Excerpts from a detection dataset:
==================================================

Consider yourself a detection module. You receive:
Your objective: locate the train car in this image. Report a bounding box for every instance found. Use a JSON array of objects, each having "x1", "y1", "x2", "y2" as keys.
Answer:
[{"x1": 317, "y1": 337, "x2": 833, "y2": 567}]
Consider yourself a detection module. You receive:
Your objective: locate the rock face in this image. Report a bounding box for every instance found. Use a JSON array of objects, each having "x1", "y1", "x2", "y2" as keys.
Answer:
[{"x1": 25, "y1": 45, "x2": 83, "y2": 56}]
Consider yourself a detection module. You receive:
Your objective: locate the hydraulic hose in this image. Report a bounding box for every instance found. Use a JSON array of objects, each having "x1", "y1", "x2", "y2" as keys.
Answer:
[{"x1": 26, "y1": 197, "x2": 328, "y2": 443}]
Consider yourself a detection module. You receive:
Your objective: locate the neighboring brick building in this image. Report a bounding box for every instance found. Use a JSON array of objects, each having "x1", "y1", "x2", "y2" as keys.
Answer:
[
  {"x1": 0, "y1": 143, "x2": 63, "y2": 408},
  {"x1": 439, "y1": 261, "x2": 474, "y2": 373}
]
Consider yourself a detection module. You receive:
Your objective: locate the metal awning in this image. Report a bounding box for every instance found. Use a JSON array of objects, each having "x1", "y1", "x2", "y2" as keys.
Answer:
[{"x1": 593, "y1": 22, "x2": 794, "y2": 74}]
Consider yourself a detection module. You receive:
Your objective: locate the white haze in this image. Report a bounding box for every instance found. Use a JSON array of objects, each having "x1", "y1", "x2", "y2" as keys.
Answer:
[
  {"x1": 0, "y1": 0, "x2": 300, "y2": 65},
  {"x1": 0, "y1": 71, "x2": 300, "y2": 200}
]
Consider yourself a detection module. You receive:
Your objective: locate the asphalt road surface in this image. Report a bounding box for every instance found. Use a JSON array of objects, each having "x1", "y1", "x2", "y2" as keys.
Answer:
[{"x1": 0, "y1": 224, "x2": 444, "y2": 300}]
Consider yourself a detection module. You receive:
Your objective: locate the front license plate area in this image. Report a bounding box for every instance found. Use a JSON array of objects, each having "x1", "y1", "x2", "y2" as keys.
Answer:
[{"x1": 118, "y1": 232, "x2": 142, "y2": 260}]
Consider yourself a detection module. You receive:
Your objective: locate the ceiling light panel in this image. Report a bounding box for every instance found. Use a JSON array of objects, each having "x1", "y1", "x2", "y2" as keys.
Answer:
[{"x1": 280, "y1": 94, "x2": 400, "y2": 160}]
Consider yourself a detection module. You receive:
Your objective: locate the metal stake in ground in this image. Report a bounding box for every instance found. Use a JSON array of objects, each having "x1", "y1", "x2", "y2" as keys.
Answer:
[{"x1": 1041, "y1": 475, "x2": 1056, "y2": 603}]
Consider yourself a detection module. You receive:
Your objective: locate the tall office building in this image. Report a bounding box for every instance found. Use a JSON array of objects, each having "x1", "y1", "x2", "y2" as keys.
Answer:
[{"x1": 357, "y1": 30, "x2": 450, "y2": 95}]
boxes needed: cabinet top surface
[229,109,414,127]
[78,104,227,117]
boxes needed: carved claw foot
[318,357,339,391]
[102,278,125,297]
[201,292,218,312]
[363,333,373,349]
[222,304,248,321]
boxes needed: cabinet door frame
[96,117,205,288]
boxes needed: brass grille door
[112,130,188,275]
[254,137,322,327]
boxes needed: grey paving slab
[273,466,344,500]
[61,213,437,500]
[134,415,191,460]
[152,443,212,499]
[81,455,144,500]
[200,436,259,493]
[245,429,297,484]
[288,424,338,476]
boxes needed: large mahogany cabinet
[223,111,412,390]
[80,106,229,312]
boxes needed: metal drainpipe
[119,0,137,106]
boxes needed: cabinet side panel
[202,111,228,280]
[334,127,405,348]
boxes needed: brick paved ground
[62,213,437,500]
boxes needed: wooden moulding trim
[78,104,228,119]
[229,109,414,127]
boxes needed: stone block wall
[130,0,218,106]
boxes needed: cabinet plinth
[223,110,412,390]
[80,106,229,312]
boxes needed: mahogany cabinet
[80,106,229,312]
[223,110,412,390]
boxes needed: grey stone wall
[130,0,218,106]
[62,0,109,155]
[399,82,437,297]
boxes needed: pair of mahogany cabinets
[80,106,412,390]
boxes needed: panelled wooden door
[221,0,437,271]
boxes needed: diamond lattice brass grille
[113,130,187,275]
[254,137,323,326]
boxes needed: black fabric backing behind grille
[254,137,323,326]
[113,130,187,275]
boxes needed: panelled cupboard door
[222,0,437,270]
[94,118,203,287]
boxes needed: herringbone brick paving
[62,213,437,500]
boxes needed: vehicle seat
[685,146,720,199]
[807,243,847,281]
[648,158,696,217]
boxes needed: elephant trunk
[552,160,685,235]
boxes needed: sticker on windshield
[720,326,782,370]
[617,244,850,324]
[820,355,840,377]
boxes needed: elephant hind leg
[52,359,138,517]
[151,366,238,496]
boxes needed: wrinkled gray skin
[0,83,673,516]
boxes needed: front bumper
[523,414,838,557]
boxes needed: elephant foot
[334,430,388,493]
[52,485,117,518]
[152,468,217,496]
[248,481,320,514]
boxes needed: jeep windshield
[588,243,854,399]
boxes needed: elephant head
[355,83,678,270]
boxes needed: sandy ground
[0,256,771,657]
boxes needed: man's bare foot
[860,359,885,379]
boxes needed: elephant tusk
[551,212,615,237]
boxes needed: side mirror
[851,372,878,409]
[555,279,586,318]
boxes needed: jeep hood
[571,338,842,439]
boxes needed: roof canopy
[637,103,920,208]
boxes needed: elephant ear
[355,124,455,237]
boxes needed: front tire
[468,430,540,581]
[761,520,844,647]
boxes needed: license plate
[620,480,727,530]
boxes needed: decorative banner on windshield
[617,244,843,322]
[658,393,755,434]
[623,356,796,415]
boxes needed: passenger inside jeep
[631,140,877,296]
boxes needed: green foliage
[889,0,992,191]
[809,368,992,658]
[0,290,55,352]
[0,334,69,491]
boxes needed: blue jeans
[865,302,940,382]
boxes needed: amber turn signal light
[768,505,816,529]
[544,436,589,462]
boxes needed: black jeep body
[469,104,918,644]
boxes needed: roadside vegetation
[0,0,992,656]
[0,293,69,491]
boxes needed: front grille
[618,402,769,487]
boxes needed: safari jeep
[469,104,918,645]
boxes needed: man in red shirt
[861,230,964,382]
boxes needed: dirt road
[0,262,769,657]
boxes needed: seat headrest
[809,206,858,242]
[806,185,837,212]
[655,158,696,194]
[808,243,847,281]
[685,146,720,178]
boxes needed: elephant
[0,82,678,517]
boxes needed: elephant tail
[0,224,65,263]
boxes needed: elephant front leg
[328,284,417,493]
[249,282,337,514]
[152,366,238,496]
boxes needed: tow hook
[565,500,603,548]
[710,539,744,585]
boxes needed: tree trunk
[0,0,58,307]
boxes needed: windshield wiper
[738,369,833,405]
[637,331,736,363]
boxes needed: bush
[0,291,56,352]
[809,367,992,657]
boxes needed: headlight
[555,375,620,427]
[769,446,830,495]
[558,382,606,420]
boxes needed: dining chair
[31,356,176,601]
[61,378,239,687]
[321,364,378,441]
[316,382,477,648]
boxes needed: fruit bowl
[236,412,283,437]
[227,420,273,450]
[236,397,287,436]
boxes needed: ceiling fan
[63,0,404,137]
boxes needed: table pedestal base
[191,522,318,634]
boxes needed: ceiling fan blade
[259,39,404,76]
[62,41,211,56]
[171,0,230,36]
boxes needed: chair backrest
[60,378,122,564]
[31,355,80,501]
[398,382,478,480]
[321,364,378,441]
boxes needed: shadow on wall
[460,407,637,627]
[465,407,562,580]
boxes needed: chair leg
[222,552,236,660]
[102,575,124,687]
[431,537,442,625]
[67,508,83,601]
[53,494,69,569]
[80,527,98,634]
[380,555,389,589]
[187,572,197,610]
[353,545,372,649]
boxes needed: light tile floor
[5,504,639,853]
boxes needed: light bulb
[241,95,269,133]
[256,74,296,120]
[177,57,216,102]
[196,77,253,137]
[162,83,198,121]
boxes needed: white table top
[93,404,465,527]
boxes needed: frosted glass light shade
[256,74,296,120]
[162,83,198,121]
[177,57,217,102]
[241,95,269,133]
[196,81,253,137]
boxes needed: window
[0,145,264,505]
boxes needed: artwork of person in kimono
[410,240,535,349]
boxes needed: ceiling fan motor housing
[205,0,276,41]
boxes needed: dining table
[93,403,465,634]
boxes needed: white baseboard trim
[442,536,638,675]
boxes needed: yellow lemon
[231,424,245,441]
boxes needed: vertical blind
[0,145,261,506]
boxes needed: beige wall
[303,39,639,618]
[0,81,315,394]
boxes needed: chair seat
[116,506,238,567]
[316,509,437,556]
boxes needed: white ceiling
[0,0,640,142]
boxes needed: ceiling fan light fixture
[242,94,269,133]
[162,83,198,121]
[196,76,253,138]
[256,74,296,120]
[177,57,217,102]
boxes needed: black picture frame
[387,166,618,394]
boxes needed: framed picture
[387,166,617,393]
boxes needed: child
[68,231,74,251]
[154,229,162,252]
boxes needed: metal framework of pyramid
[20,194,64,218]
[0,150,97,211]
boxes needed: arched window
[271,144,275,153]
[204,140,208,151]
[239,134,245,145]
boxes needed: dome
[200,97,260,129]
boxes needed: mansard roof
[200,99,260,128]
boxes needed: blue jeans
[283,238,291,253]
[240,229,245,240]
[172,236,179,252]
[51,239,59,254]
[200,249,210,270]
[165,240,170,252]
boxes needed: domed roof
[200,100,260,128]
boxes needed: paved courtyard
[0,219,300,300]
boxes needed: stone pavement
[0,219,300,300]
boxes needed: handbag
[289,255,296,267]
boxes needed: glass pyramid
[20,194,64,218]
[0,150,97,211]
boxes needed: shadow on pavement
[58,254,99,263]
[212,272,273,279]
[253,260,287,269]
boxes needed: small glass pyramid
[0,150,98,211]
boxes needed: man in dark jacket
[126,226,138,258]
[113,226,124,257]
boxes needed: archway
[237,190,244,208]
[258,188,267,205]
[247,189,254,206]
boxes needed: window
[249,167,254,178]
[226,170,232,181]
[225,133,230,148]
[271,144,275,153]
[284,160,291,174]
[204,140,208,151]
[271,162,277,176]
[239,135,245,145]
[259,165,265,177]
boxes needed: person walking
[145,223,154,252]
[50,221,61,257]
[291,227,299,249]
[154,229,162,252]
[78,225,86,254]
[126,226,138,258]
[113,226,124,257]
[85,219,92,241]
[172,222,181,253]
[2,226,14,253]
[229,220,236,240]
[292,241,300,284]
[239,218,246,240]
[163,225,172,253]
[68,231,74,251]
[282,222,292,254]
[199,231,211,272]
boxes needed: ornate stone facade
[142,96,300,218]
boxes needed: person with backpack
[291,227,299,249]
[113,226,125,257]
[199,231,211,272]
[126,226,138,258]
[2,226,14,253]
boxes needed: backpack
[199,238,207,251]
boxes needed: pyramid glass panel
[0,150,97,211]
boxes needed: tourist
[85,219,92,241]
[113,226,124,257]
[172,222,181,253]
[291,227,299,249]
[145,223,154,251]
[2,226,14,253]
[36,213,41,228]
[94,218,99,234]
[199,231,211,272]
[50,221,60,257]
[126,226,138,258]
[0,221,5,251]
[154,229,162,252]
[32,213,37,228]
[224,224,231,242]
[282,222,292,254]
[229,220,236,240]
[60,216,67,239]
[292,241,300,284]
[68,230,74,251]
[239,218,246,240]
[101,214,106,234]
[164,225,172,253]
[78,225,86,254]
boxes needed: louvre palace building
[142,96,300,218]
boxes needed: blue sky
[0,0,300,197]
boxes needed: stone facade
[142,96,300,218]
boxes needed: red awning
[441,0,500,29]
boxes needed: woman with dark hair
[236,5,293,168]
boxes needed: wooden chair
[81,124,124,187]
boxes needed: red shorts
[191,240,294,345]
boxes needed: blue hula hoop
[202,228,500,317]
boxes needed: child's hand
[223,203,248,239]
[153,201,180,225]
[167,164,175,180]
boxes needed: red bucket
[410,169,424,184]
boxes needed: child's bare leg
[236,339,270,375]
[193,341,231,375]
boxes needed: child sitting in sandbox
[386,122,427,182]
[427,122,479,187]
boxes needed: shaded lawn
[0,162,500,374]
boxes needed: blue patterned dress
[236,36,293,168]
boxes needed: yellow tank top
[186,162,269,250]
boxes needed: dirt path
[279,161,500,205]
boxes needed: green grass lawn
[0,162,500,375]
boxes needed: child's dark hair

==================================================

**WRITTEN TASK**
Reproduce the listing from the line containing "boxes needed: red awning" down to the line containing "[410,169,424,184]", including both of those lines.

**RIGHT ANSWER**
boxes needed: red awning
[441,0,500,29]
boxes needed: woman with dark hair
[236,5,293,168]
boxes needed: wooden chair
[81,124,124,187]
boxes needed: red shorts
[191,240,294,345]
boxes needed: blue hula hoop
[202,228,500,317]
boxes needed: child's hand
[223,203,248,239]
[153,201,180,225]
[167,164,175,180]
boxes needed: red bucket
[410,169,424,184]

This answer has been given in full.